**YOUR INSTRUCTIONS**
Copy out the records below line for line without changing anything, but leave out the pictures.

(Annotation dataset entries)
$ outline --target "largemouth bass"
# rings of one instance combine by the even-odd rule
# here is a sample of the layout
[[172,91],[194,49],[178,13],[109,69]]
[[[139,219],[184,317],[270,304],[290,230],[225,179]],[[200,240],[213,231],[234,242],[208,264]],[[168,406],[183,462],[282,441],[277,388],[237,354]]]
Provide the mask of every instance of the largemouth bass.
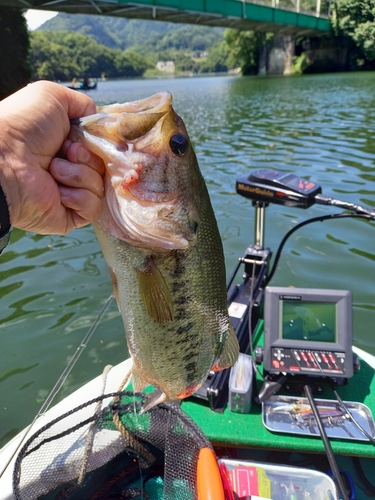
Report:
[[227,312],[222,242],[183,121],[162,92],[98,108],[71,138],[106,165],[94,228],[108,263],[145,410],[195,392],[239,347]]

**EXERCISE OUTPUT**
$ outline --target "largemouth bass"
# rings of one instance combine by the even-odd rule
# here is a sample of the layout
[[172,91],[194,49],[178,13],[109,69]]
[[[139,219],[184,317],[270,304],[290,230],[225,179]],[[200,240],[213,231],[234,242],[208,264]],[[168,406],[183,462],[282,441],[277,388],[237,354]]]
Provide the mask of every instance of the largemouth bass.
Report:
[[227,312],[222,242],[183,121],[162,92],[98,108],[71,138],[106,165],[94,228],[108,263],[145,410],[195,392],[239,347]]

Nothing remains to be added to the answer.